THE PROBLEM —
Express every line of all the items below as a JSON list of strings, one string per line, omitting blank lines.
----
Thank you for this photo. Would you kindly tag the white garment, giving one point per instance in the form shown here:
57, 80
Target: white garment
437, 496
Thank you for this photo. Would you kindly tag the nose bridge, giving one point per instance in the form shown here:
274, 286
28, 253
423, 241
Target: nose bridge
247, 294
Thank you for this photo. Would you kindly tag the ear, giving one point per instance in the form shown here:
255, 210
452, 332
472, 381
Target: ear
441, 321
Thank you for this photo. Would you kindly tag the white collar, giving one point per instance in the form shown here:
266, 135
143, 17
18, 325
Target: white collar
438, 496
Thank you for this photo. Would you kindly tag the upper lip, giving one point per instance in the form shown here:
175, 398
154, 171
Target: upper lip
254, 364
----
SOLUTION BELOW —
[
  "Thank you for this photo. Would you kindly tag the white garment, giving one point per instance in the form shown here:",
  "57, 80",
  "Target: white garment",
  "437, 496",
  "Thank you for this photo. Would you kindly tag the nose bridge, giving one point per instance in the form shown here:",
  "274, 286",
  "28, 253",
  "423, 241",
  "Target: nose bridge",
  "247, 294",
  "Thank you for this photo. Would you kindly tag the ear, giving one point per instance in the form shown here:",
  "255, 210",
  "452, 332",
  "472, 381",
  "Target: ear",
  "441, 321",
  "Thank you for this photo. Would you kindly tag the white collar, giving one point per instance in the form shown here:",
  "266, 135",
  "143, 17",
  "18, 325",
  "Target: white collar",
  "438, 496",
  "Thank you for this photo. Would you kindly tag the upper lip, giving one point per instance in the form shown here:",
  "175, 398",
  "154, 171",
  "Target: upper lip",
  "254, 364"
]